(Given data Opens)

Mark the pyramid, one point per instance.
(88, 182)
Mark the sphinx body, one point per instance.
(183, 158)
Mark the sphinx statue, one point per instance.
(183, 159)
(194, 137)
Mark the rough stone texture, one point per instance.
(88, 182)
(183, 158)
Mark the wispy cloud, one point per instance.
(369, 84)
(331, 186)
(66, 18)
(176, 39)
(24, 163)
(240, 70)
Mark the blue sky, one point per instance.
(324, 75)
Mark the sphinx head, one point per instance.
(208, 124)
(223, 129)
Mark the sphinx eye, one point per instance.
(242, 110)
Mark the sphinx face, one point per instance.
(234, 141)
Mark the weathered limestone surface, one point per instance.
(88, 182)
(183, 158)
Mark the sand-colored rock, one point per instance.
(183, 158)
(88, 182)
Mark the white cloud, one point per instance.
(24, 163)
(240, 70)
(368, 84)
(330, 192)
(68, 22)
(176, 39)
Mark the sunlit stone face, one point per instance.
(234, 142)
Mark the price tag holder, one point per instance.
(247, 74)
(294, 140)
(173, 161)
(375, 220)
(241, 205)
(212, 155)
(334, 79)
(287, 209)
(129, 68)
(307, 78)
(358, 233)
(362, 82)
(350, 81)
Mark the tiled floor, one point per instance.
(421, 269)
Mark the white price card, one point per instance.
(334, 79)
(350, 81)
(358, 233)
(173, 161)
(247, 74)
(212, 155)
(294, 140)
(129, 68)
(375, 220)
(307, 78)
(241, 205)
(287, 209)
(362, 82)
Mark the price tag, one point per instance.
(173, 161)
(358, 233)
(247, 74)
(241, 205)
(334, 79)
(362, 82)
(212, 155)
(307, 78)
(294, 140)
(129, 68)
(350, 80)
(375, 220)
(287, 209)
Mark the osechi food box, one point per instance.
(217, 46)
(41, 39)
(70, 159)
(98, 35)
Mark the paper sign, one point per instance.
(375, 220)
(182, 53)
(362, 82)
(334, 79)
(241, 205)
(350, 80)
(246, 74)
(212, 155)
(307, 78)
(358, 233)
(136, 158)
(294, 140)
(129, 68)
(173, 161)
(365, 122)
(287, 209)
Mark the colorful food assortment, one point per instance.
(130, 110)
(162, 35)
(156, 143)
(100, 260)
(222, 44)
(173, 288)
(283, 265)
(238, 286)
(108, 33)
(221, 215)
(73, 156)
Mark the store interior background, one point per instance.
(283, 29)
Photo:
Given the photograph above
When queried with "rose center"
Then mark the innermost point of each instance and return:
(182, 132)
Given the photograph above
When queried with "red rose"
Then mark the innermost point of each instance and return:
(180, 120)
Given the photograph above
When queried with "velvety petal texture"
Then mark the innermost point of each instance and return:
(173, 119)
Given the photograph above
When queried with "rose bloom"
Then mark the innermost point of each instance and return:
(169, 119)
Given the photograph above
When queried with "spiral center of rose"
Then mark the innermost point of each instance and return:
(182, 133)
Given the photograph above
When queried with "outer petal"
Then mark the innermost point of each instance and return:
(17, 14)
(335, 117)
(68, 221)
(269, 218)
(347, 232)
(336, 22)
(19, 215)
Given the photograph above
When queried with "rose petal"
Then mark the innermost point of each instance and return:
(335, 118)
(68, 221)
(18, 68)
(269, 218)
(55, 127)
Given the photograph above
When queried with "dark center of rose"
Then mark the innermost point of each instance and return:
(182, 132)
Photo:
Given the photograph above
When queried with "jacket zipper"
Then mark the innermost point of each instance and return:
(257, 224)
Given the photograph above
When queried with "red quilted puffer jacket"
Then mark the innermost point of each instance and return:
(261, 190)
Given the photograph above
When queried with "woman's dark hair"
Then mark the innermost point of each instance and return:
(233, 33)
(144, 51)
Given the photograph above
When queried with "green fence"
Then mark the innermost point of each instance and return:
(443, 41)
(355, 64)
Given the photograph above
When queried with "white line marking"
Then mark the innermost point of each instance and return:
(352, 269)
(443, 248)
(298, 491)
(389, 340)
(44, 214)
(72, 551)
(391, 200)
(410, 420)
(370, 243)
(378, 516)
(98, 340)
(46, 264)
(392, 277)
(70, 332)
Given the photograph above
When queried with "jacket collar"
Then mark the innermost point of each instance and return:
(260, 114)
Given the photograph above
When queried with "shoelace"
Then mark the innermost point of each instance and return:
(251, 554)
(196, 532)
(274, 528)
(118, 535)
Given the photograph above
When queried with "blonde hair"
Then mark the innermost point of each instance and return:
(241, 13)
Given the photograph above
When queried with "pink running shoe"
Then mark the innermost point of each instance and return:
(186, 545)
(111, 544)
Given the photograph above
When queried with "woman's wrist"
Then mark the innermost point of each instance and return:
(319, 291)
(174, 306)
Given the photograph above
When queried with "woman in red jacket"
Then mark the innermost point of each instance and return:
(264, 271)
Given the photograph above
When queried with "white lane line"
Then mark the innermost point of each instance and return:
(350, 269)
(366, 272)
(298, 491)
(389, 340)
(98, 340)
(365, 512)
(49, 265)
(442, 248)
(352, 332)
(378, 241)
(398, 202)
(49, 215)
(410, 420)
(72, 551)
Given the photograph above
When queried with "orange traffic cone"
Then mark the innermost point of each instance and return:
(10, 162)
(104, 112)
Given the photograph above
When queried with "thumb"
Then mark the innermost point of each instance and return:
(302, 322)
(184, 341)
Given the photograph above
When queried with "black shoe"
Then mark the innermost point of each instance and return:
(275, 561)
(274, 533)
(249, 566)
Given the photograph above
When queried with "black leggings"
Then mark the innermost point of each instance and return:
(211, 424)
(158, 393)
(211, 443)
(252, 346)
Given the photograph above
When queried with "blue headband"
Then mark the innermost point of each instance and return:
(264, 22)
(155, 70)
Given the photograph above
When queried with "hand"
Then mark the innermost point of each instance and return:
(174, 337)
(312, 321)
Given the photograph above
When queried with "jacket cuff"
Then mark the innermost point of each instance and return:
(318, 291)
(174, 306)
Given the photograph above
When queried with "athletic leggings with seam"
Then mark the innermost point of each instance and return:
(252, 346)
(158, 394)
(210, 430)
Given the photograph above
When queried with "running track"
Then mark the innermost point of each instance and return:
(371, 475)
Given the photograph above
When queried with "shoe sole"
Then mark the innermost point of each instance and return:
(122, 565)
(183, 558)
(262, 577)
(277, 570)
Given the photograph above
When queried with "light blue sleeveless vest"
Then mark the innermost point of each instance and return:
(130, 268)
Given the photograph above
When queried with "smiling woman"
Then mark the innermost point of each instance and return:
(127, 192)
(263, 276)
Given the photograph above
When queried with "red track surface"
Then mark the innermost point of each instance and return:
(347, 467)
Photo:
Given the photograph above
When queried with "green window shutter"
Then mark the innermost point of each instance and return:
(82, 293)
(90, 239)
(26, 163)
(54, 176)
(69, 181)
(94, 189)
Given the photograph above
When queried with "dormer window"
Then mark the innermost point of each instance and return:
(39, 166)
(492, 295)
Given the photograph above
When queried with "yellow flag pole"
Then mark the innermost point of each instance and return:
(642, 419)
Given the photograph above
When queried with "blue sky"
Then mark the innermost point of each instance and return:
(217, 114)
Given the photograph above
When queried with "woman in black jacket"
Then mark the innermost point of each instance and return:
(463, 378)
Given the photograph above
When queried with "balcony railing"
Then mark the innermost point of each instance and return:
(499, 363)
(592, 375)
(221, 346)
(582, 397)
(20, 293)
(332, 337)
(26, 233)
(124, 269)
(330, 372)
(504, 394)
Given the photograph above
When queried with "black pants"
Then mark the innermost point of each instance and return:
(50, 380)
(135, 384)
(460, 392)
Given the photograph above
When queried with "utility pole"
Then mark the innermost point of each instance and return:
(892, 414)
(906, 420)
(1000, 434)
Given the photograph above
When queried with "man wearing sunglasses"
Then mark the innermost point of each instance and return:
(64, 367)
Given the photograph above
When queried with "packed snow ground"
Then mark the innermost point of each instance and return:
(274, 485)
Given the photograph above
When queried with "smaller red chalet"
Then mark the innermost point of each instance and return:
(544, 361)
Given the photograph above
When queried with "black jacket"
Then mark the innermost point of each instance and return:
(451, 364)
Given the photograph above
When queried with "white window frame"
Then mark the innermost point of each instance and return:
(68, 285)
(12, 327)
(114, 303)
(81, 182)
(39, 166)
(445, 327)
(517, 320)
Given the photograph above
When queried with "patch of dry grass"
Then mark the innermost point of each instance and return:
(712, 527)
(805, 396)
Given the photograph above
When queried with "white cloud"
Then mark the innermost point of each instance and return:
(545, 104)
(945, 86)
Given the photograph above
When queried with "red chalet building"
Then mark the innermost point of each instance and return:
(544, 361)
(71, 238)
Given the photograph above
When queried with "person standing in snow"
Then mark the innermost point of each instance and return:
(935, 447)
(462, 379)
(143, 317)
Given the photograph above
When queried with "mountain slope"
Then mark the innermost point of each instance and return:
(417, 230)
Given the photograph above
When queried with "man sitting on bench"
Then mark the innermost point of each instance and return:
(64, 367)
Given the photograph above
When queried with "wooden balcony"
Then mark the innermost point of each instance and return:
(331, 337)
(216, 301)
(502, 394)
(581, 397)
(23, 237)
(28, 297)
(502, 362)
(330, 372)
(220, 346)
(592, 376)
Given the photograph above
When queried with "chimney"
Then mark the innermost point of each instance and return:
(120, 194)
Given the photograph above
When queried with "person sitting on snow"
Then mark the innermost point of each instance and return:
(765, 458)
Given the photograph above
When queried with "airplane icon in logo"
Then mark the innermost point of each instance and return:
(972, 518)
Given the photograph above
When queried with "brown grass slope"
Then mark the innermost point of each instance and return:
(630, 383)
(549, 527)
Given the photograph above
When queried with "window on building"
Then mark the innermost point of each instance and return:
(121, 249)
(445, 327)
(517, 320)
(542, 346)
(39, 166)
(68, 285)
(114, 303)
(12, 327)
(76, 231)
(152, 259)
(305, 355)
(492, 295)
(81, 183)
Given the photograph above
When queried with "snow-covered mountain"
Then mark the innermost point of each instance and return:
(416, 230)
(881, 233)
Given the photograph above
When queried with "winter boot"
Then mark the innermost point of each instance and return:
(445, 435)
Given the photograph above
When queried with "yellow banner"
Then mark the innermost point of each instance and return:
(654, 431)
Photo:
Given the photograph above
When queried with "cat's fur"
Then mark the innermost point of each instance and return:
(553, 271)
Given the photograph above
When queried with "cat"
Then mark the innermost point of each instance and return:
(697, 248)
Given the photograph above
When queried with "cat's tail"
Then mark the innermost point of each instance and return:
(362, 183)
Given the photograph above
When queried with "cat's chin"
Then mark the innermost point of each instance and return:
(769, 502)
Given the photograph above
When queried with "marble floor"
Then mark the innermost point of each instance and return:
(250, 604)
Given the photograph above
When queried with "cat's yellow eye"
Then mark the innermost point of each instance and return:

(Given data Closes)

* **Goal of the exercise**
In the entries above, find each line that has the word "person". Copy it.

* **Response to the task**
When queried with "person standing in snow"
When queried with "person sitting on snow"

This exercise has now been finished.